What is being asked:
Any picture in the material should be left out, while all other lines are copied exactly.

Input data:
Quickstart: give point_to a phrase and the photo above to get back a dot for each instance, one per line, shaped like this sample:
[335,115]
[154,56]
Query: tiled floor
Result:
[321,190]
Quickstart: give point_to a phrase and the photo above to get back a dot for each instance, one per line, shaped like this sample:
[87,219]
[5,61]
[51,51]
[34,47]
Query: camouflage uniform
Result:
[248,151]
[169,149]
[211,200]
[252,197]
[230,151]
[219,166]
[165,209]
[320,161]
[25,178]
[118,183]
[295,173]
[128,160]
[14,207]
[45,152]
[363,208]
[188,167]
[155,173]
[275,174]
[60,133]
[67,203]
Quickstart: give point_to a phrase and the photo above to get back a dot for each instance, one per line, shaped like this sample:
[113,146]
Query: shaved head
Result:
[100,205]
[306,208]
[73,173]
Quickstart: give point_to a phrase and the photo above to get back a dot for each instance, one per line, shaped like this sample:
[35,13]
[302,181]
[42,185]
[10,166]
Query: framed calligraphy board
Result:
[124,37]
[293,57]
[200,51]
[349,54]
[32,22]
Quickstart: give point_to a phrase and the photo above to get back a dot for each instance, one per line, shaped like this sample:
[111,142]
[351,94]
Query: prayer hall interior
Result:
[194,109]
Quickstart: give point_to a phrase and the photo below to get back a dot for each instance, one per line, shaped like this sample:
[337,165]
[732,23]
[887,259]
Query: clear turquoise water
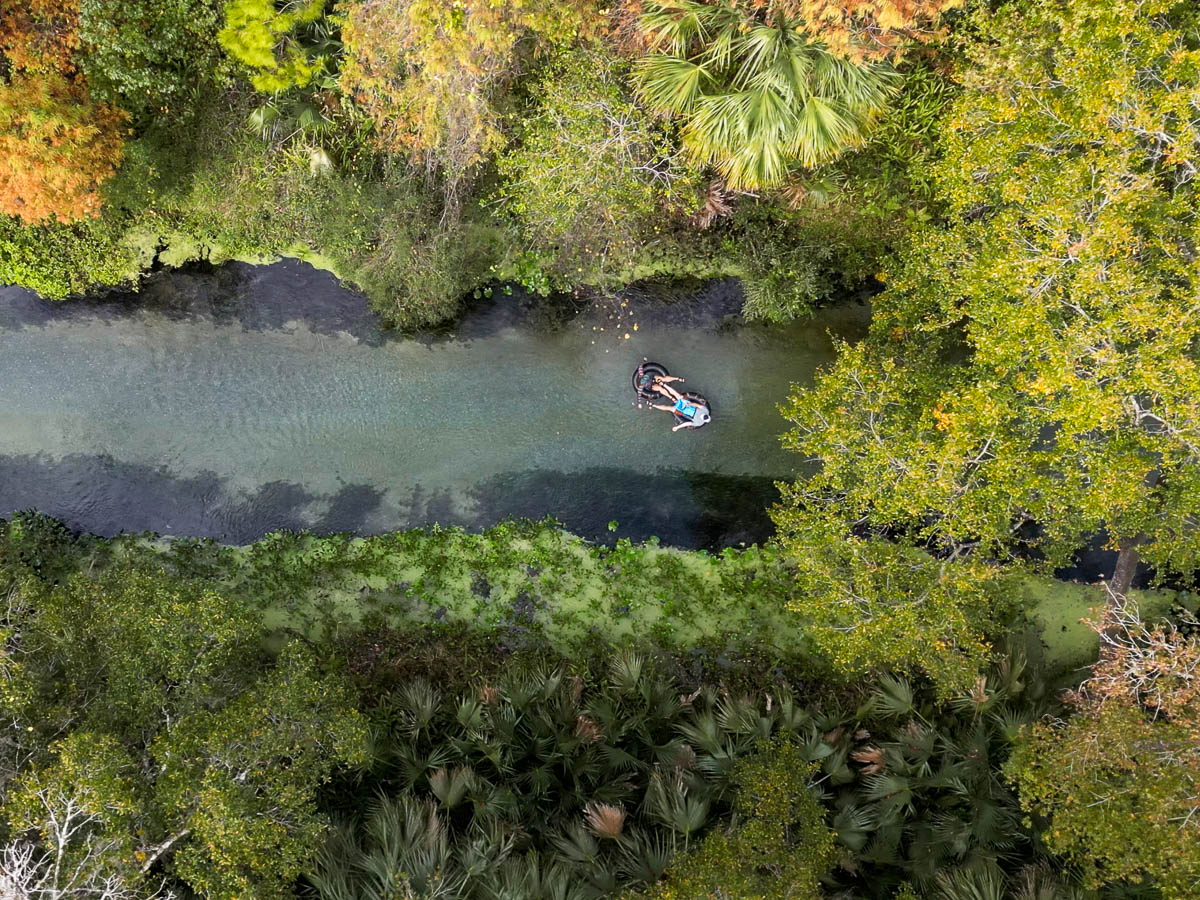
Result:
[244,400]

Written answer:
Quickstart: give point_to a phrase and the photo above to get back a dot for each instance, one per line, shaped like this sample:
[335,115]
[154,56]
Query: tiled floor
Result:
[321,190]
Quickstart: give point_to a phrase and the photo above to get back a dot for each instance, one per line, shaped like this sample:
[87,219]
[5,61]
[51,51]
[34,47]
Query: camouflage uniform
Result:
[248,151]
[169,149]
[211,200]
[252,197]
[230,151]
[219,166]
[165,209]
[320,161]
[25,178]
[118,183]
[295,173]
[128,160]
[14,207]
[45,152]
[363,208]
[188,167]
[155,173]
[275,174]
[60,133]
[67,203]
Quickstart: give point_to a phrase and the photo above to get back a dot for each instance, one per line, shaped like this sample:
[113,146]
Query: shaved head
Result:
[100,205]
[306,208]
[73,173]
Quickstart: give point_to a phrase and the photo above to get back a dot for each instance, one per line, shaped like this sample:
[35,13]
[302,181]
[42,185]
[10,166]
Query: framed calligraphy board
Result:
[124,37]
[293,57]
[200,51]
[349,54]
[32,22]
Quickstart: give point_to a phrase and the photo above to get back a dot for each instance, one per line, shaped like this sample:
[111,142]
[351,94]
Query: prayer hall interior
Result:
[194,109]
Quickstart: give point_to a phrase and the photo below to get back a dot for each instance, one per line, shaped like this sample:
[337,165]
[732,23]
[887,259]
Query: clear turquoise water
Result:
[244,400]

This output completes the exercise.